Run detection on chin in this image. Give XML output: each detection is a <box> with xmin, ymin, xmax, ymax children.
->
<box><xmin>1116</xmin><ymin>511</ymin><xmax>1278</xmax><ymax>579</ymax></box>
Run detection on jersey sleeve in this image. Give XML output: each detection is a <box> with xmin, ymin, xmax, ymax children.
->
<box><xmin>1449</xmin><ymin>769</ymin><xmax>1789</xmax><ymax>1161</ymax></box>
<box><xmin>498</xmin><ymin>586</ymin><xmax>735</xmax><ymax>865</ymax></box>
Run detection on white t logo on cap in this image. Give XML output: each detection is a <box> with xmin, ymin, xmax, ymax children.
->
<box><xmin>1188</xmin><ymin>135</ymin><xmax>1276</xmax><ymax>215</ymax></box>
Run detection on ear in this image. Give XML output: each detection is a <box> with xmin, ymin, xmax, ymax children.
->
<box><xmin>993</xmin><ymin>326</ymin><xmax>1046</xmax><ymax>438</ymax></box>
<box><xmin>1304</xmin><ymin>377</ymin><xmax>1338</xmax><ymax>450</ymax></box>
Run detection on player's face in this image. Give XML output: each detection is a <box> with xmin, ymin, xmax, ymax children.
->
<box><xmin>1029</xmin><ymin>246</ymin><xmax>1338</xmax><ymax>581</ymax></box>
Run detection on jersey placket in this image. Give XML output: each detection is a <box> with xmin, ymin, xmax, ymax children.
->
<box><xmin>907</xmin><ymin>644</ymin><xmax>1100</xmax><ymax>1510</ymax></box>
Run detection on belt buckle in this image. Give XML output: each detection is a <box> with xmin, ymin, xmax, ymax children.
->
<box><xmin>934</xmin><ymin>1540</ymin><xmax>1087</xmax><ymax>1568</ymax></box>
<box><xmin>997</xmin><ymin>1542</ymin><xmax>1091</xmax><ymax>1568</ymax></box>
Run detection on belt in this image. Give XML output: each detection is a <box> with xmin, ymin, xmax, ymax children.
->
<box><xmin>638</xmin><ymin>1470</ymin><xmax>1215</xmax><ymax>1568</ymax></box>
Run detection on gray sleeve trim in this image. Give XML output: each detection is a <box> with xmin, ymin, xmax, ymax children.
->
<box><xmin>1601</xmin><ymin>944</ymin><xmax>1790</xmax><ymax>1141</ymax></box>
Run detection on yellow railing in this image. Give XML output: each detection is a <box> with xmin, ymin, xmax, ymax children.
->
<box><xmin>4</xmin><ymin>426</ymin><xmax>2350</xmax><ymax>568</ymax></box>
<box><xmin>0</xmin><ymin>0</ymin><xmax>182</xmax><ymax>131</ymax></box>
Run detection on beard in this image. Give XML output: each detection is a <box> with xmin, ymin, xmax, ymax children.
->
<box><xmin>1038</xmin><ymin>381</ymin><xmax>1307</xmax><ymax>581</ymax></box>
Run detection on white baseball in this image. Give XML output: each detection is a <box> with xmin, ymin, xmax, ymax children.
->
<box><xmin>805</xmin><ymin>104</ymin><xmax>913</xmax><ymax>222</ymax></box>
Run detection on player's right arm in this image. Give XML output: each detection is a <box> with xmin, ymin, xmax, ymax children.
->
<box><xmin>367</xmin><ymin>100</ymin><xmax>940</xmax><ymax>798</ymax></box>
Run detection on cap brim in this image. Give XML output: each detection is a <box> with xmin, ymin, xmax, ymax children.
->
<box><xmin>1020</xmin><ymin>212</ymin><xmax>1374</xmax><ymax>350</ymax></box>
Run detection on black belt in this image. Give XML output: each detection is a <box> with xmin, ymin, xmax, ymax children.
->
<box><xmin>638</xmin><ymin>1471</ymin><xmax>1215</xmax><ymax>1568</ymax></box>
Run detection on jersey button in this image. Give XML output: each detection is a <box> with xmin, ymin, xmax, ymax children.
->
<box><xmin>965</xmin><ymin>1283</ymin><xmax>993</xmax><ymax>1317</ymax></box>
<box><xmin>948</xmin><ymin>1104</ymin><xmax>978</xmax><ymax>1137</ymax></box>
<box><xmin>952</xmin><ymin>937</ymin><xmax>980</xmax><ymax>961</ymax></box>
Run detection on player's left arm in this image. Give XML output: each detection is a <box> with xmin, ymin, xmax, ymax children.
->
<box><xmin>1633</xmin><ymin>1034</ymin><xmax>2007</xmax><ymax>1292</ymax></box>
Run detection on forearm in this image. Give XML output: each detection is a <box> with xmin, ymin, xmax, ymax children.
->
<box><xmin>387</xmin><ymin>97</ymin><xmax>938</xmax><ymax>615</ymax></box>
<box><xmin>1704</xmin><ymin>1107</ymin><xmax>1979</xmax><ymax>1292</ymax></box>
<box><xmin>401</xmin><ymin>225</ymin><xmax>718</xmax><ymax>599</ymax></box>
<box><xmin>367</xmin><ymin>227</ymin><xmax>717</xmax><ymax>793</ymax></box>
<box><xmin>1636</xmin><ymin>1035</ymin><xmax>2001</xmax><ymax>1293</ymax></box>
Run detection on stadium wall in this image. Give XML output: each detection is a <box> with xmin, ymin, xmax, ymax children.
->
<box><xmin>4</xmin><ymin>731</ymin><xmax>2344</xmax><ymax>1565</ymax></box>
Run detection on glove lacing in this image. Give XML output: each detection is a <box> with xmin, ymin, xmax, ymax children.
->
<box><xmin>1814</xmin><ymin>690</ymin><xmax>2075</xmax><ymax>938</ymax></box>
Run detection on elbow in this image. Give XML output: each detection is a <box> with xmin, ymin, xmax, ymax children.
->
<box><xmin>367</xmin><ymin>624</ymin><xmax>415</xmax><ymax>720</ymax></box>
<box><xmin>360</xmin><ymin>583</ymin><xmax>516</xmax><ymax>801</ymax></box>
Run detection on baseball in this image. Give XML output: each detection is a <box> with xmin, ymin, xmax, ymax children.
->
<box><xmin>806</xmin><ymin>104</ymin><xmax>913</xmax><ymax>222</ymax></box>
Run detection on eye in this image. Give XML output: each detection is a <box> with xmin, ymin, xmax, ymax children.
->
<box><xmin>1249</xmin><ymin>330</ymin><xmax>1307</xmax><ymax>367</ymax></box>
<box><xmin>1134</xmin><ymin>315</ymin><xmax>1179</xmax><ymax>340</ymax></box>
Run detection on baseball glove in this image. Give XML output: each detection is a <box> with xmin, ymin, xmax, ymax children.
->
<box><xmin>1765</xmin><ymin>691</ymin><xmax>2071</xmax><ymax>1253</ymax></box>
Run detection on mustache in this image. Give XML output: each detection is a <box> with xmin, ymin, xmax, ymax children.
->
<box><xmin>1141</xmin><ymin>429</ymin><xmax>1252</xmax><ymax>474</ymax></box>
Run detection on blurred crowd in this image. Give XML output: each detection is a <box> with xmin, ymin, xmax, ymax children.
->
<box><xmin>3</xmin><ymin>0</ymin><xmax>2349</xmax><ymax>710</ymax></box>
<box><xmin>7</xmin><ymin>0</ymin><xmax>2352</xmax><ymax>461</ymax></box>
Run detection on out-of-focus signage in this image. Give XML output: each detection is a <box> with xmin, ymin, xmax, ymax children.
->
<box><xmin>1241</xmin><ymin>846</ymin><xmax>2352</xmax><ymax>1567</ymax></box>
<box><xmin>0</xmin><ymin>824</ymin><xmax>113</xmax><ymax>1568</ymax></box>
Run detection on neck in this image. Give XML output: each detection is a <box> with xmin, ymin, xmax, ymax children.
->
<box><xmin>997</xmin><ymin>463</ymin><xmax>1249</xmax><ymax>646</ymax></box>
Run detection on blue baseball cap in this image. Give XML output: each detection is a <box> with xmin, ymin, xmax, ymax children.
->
######
**EXERCISE OBJECTIVE**
Keeping every word in place, restate the entries above.

**ANSWER TO THE PROBLEM**
Run detection on chin in this image. Give XML output: each detection is a <box> with xmin, ymin, xmax, ymax children.
->
<box><xmin>1116</xmin><ymin>511</ymin><xmax>1278</xmax><ymax>579</ymax></box>
Run detection on jersey sleeve in this image. Give XML output: each detection is a <box> with xmin, ymin, xmax, ymax children.
->
<box><xmin>1449</xmin><ymin>769</ymin><xmax>1789</xmax><ymax>1161</ymax></box>
<box><xmin>498</xmin><ymin>586</ymin><xmax>735</xmax><ymax>865</ymax></box>
Run detection on white t logo on cap in this image. Give XML output: each detection is a <box> with xmin, ymin, xmax, ymax children.
->
<box><xmin>1188</xmin><ymin>135</ymin><xmax>1276</xmax><ymax>215</ymax></box>
Run detection on ear in this image. Give XML output: each detection is a <box> with xmin, ymin, xmax, ymax children.
->
<box><xmin>993</xmin><ymin>326</ymin><xmax>1046</xmax><ymax>438</ymax></box>
<box><xmin>1304</xmin><ymin>377</ymin><xmax>1338</xmax><ymax>450</ymax></box>
Run detection on player's face in this image. Give XML output: each detection is a <box> with xmin, ymin, xmax, ymax children.
->
<box><xmin>1029</xmin><ymin>246</ymin><xmax>1338</xmax><ymax>581</ymax></box>
Run detection on jersey placket in this image. Give XML output: each detection is a <box> with xmin, ymin, xmax, ymax children.
->
<box><xmin>907</xmin><ymin>644</ymin><xmax>1100</xmax><ymax>1510</ymax></box>
Run detection on belt buckle in this image. Give XML output: each detection is a <box> with xmin, ymin, xmax, ymax children.
->
<box><xmin>934</xmin><ymin>1540</ymin><xmax>1087</xmax><ymax>1568</ymax></box>
<box><xmin>997</xmin><ymin>1542</ymin><xmax>1091</xmax><ymax>1568</ymax></box>
Run detection on belt in this image. Give XML output: each detection is a <box> with xmin, ymin, xmax, ymax children.
->
<box><xmin>638</xmin><ymin>1470</ymin><xmax>1215</xmax><ymax>1568</ymax></box>
Run detection on gray sleeve trim in this image. Give XML output: each detection is a <box> with xmin, ymin, xmax, ymax children.
->
<box><xmin>1601</xmin><ymin>944</ymin><xmax>1790</xmax><ymax>1141</ymax></box>
Run detection on yellow railing in this image. Give XML output: each detection is a <box> with xmin, ymin, xmax, ymax children.
->
<box><xmin>4</xmin><ymin>426</ymin><xmax>2350</xmax><ymax>568</ymax></box>
<box><xmin>0</xmin><ymin>0</ymin><xmax>182</xmax><ymax>131</ymax></box>
Run detection on beard in this image. Give XML output: each detection is a <box> with xmin, ymin, xmax, ymax children.
->
<box><xmin>1038</xmin><ymin>381</ymin><xmax>1307</xmax><ymax>581</ymax></box>
Run detection on white baseball in this image. Give XML output: each detection is a <box> with xmin, ymin, xmax, ymax children.
->
<box><xmin>805</xmin><ymin>104</ymin><xmax>913</xmax><ymax>222</ymax></box>
Run detection on player's right arm in this image. Give XML output: each detection is a <box> with xmin, ymin, xmax, ymax children.
->
<box><xmin>367</xmin><ymin>100</ymin><xmax>940</xmax><ymax>798</ymax></box>
Run detection on cap brim in this image. Give XML output: each detection is a <box> with xmin, ymin, xmax, ymax children.
->
<box><xmin>1020</xmin><ymin>212</ymin><xmax>1374</xmax><ymax>350</ymax></box>
Run detection on black belt in this image. Give XML output: each detection is a <box> with xmin, ymin, xmax, ymax children.
->
<box><xmin>638</xmin><ymin>1471</ymin><xmax>1215</xmax><ymax>1568</ymax></box>
Run detection on jersey button in this image. Give XML output: each detection is a <box> with xmin, ymin, xmax, ymax children.
->
<box><xmin>965</xmin><ymin>1283</ymin><xmax>993</xmax><ymax>1317</ymax></box>
<box><xmin>948</xmin><ymin>1104</ymin><xmax>978</xmax><ymax>1137</ymax></box>
<box><xmin>952</xmin><ymin>937</ymin><xmax>980</xmax><ymax>961</ymax></box>
Run detection on player's left arm in this image. Give XML output: each detection is a <box> with xmin, ymin, xmax, ymax children.
->
<box><xmin>1633</xmin><ymin>1034</ymin><xmax>2007</xmax><ymax>1292</ymax></box>
Run detection on forearm in this image. Give XML output: each detection is a <box> with xmin, ymin, xmax, ymax children.
->
<box><xmin>387</xmin><ymin>97</ymin><xmax>938</xmax><ymax>615</ymax></box>
<box><xmin>1704</xmin><ymin>1107</ymin><xmax>1979</xmax><ymax>1292</ymax></box>
<box><xmin>401</xmin><ymin>225</ymin><xmax>718</xmax><ymax>599</ymax></box>
<box><xmin>367</xmin><ymin>227</ymin><xmax>717</xmax><ymax>793</ymax></box>
<box><xmin>1636</xmin><ymin>1035</ymin><xmax>2001</xmax><ymax>1293</ymax></box>
Run detection on stadium wall in this image. Give XML output: each detection is a <box> with xmin, ymin, xmax, ymax children.
->
<box><xmin>4</xmin><ymin>731</ymin><xmax>2344</xmax><ymax>1565</ymax></box>
Run detection on glove lacing in this image. Give XML output: each detection is a <box> with xmin, ymin, xmax, ymax children.
->
<box><xmin>1814</xmin><ymin>690</ymin><xmax>2075</xmax><ymax>938</ymax></box>
Run detection on elbow in this image. Give XML output: each detection is a <box> with xmin, ymin, xmax, ymax children.
->
<box><xmin>367</xmin><ymin>624</ymin><xmax>415</xmax><ymax>720</ymax></box>
<box><xmin>360</xmin><ymin>583</ymin><xmax>516</xmax><ymax>801</ymax></box>
Run detection on baseball in this image. Give XML output: each detection is a <box> with xmin, ymin, xmax, ymax children.
->
<box><xmin>806</xmin><ymin>104</ymin><xmax>913</xmax><ymax>222</ymax></box>
Run detection on eye in this image. Give XML output: each detection is a <box> with xmin, ymin, xmax, ymax children.
->
<box><xmin>1249</xmin><ymin>330</ymin><xmax>1307</xmax><ymax>367</ymax></box>
<box><xmin>1134</xmin><ymin>315</ymin><xmax>1179</xmax><ymax>340</ymax></box>
Run detection on baseball glove in this image. Give XML output: each detection is a <box> with xmin, ymin, xmax, ymax children.
->
<box><xmin>1765</xmin><ymin>691</ymin><xmax>2071</xmax><ymax>1253</ymax></box>
Run detection on mustache in this image. Give XML output: each detection is a <box> with xmin, ymin, xmax, ymax children.
->
<box><xmin>1141</xmin><ymin>429</ymin><xmax>1252</xmax><ymax>474</ymax></box>
Run detection on blurred crowd in this image. Give XML output: each detection is a <box> with xmin, ymin, xmax, ymax children.
->
<box><xmin>3</xmin><ymin>0</ymin><xmax>2349</xmax><ymax>710</ymax></box>
<box><xmin>7</xmin><ymin>0</ymin><xmax>2352</xmax><ymax>461</ymax></box>
Run detection on out-of-focus signage in this image. Give XML output: each detection is a <box> with xmin, ymin, xmax, ymax children.
->
<box><xmin>1241</xmin><ymin>846</ymin><xmax>2352</xmax><ymax>1567</ymax></box>
<box><xmin>0</xmin><ymin>824</ymin><xmax>113</xmax><ymax>1568</ymax></box>
Run detection on neck in this image. Give XML output: each detection is a <box> with xmin, ymin, xmax, ymax children.
->
<box><xmin>997</xmin><ymin>463</ymin><xmax>1249</xmax><ymax>646</ymax></box>
Run detection on blue baseball cap in this image. Give XML output: each detection is a <box> with xmin, ymin, xmax, ymax children.
->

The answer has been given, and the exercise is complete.